Supplied passage:

Wild cat gets everywhere.
What creativity knows before the mind does
Sharon’s paper exploration became a sculpture. Almost immediately it reminded her that, as a young woman, she’d been highly commended for a piece she’d fashioned; the thinker.
Very creative, her artistry has always found expression through her hands: aromatherapy massage, gardening, baking. This exercise reminded her that sculpting is still a very good option for her.
On occasion our intuition doesn’t reveal something new. Sometimes it reminds us of something important we’ve left behind.
I recently took a flight to Dublin to spend a few days with my dear friend Doreen. It had been a couple of years since we’d seen one another and, as always, there was much catching up to do.
I never tire of flying from Exeter Airport. This time the departure lounge was full, but the viewing terrace was open. Once the Rhodes flight had departed, only a handful of us remained – barely enough to fill the small aircraft to Dublin. No buses, no trains, no endless corridors. Just straight through the door out into the sunshine and a short walk across the tarmac to the waiting plane.
Coming home was equally blissful. I showed my boarding pass once at Dublin, stepped off the plane at Exeter, travelled with hand luggage only, no passport control either side. Within five minutes of leaving the aircraft Sam had pulled up outside the terminal to escort me home.
Now that’s travelling in style for you.


The community engages in Environmental Therapy
Doreen is heavily involved with the Tidy Towns organisation. Almost every town and village in Ireland has one, with volunteers working alongside local councils to turn their communities into places people genuinely want to belong to. Every year towns compete enthusiastically for the coveted Tidy Towns Award, a national competition that has been running since 1958.

Information supplied:
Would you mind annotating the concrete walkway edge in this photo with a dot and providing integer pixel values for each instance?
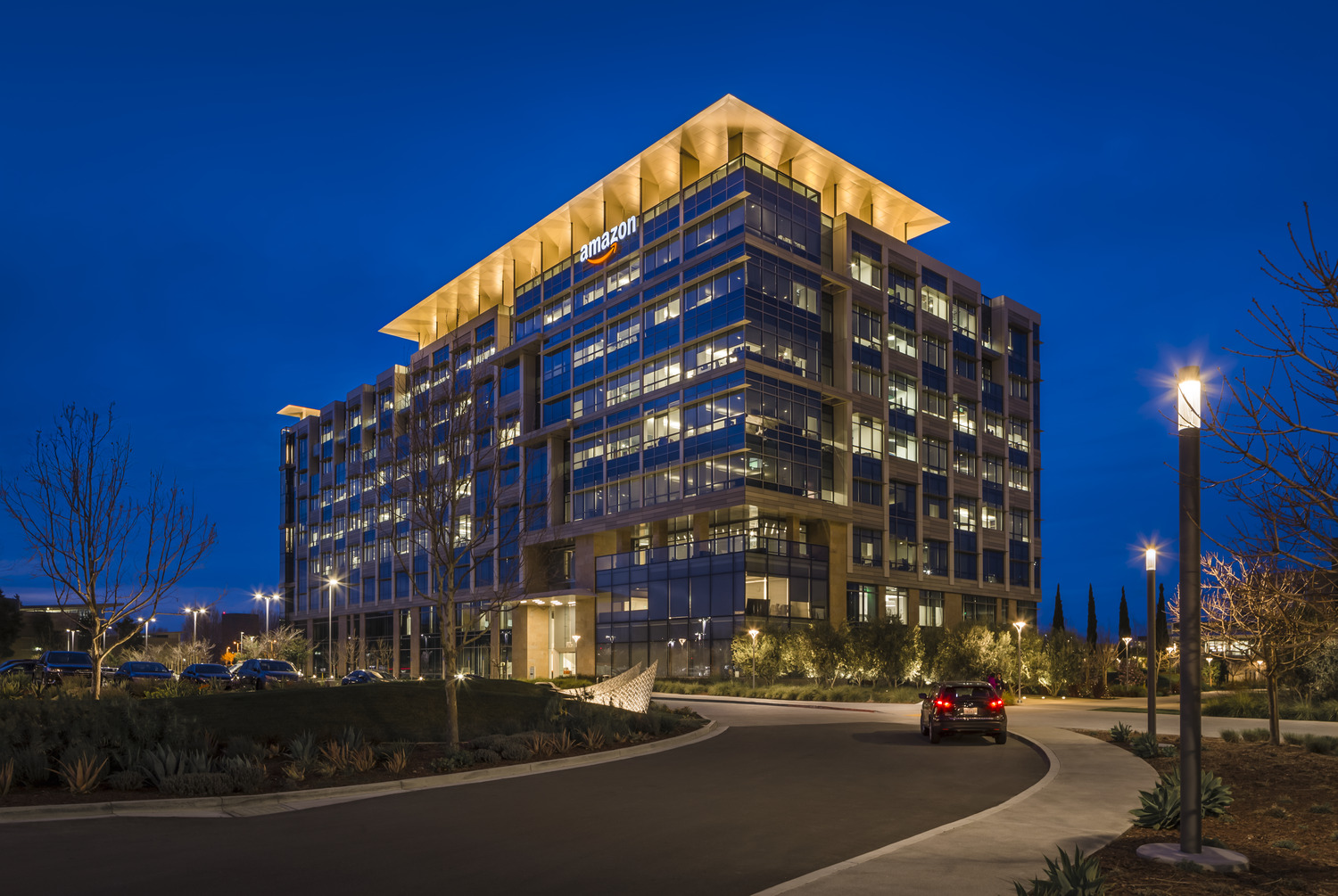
(297, 800)
(1083, 801)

Activity list:
a) Can you reproduce the passage word for word, everything from "On occasion our" down to "catching up to do."?
b) Answer these questions from the passage:
(i) What was the piece Sharon was highly commended for as a young woman?
(ii) To which city did the writer fly from Exeter Airport?
(iii) Since what year has the Tidy Towns Award competition been running?

Answer section:
a)
On occasion our intuition doesn’t reveal something new. Sometimes it reminds us of something important we’ve left behind.
I recently took a flight to Dublin to spend a few days with my dear friend Doreen. It had been a couple of years since we’d seen one another and, as always, there was much catching up to do.

b)
(i) The thinker
(ii) Dublin
(iii) 1958